> **TEXT PROVIDED**

● ● ●

Posted by LG04 on January 12, 2005, at 23:08:18
In reply to Re: T calling between sessions...what do you think? » lonelygal, posted by TofuEmmy on January 12, 2005, at 21:27:49
Calling really is an agonizing thing. My therapist and I tried so many different things to get me to be comfortable calling her. I did get more comfortable - maybe TOO comfortable! - as i think i also got more dependent from it. but boy did she help me thru some extremely painful times by being able to call her whenever i needed.
i'll never forget that when i was so incredibly anxious about starting group therapy for csa, she offered to call me each week after the session for a 10-15 minutes check-in, so i wouldn't have to go to bed without having a short time to process it. and the meetings ended at 10:30 p.m. at night! it's one of the nicest things she's ever done. the group lasted for four months and she never missed a call. and she definitely did it for me, for my needs, but for me that's what was so touching.
she's good on the phone, though she's also makes more "mistakes" with me over the phone.

● ● ●

[Localization data with one point per instance]
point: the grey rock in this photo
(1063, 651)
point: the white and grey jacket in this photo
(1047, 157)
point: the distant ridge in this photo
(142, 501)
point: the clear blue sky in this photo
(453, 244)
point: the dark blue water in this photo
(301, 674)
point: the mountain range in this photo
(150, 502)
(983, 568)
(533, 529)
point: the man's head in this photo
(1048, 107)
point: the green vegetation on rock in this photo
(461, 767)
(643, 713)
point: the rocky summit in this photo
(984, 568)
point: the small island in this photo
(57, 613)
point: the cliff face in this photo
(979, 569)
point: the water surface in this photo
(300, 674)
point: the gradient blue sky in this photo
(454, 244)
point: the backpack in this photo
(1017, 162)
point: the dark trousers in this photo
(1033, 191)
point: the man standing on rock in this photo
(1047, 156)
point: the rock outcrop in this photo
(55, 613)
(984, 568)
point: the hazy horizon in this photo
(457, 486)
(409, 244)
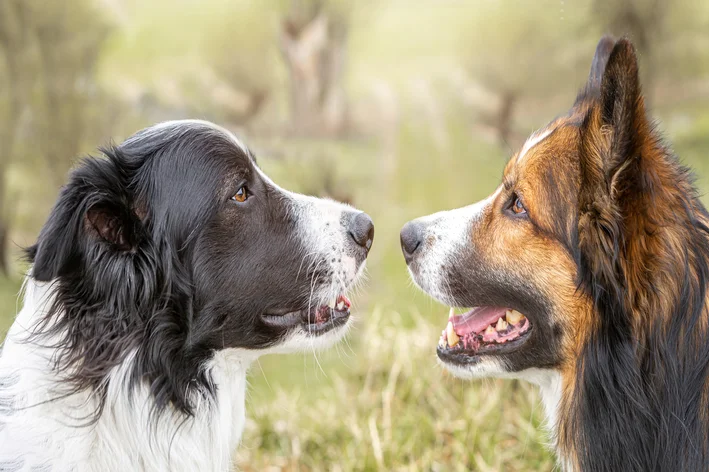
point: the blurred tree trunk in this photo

● ● ●

> **WORK TO COMPLETE**
1. In the forum post about calling a therapist, how long did the group therapy last?
2. List every username that appears in the forum post about calling a therapist, including its header lines.
3. Continue the forum post about calling a therapist, starting after its last sentence.

> **TASK RESPONSES**
1. Four months.

2. LG04, lonelygal, TofuEmmy

3.
even now, when we are long distance and i call her twice a week at predetermined times, i still worry about calling outside of those times (partially because we've worked at reducing my dependency and so i work hard at sticking to twice a week...actually some weeks it's not such hard work, other times it is). last week i was upset with her about something, i already forgot what it was, but i called her and said i only have 5 minutes to talk but i need to check something out with her from our prior phone call. then SHE got frustrated that i only had five minutes! (i.e. i opened something up yet said we only have five minutes to talk about it). well i had to admit to her that i had made it up, i actually had 30 minutes but i didn't want to be bothering her so i pretended i only had five minutes.
this is after two years of a very close, intense, extremely open, and loving therapeutic relationship.
yes, calling is a complicated thing.